But today when I woke up, I just feel so numb, like I've had this experience one time too many and that I've just lost all hope.
What do I do? Just let time heal me?
Time and space. Run into the feelings rather than away from them. Love and romance are a roller coaster, and sometimes all we can concentrate on is keeping our hands on the handlebars as everything whizzes by around us.
I hope you're able to find some solace, Fudgepuppy.
Anyone have any tips for coping when your ex starts dating your best friend? Feeling pretty insecure about the whole thing and are just wondering how others have handled the situation. Can't help but feel like they're now closer than I ever was with either of them while simultaneously feeling that my friend is succeeding where I failed miserably. And she's even living with us now so it's like staring at all my insecurities in the face every morning. It's been pretty emotionally exhausting trying to force myself not to care or think about it.
That sounds like a tremendously difficult situation to deal with, Ezduo. Did your best friend talk to you about any of this before it got this serious?
Also, I decided to get into the whole getting a girlfriend/boyfriend thing again a while ago and it's not going so well... I had a date yesterday and it was super awkward and I ended up just leaving after what felt like hours and then I realized it had only been about 15 minutes.
I already get uncomfertable around people as it is (I barely leave my house because reasons) and the extra pressure of trying to get someone to like me is just too much.
Plus I get overly self conscious about not really having anything to offer due to not having a job and probably never getting one, my physical/mental issues, etc.
I probably shouldn't bother trying.

> **EXERCISE DATA**
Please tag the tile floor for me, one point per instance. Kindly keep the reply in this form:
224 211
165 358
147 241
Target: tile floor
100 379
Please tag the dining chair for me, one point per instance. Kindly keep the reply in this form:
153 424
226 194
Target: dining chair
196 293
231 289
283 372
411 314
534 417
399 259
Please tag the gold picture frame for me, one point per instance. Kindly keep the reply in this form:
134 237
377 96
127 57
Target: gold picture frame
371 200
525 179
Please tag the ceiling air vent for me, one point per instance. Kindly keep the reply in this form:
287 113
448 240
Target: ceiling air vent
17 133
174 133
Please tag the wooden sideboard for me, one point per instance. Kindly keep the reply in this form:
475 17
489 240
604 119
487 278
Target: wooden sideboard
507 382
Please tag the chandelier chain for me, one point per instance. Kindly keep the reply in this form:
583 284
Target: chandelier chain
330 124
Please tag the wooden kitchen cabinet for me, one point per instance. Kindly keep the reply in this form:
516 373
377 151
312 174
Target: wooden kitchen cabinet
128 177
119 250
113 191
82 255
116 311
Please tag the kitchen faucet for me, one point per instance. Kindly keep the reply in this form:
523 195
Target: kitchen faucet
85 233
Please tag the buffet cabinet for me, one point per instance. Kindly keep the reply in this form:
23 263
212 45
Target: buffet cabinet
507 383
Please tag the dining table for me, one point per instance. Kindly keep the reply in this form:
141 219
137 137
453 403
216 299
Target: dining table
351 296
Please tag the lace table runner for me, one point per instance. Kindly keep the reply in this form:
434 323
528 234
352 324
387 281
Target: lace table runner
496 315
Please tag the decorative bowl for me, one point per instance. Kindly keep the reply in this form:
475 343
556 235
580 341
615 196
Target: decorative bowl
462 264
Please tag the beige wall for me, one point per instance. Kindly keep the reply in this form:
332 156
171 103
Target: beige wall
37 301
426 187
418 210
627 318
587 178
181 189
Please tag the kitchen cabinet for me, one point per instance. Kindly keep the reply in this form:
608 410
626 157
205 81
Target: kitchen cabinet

> **DIRECTIONS FOR THIS TASK**
Please rewrite the paragraph in the relationships thread above that begins "Anyone have any tips for coping" as a short bulleted list that keeps its main facts.

> **REPLY TO THE TASK**
- Asks for tips on coping when an ex starts dating one's best friend, and how others have handled it
- Feels insecure about the situation
- Feels the two are now closer than the writer ever was with either of them
- Feels the friend is succeeding where the writer failed
- The friend now lives with them, so these insecurities are faced every morning
- Trying to force themselves not to care or think about it has been emotionally exhausting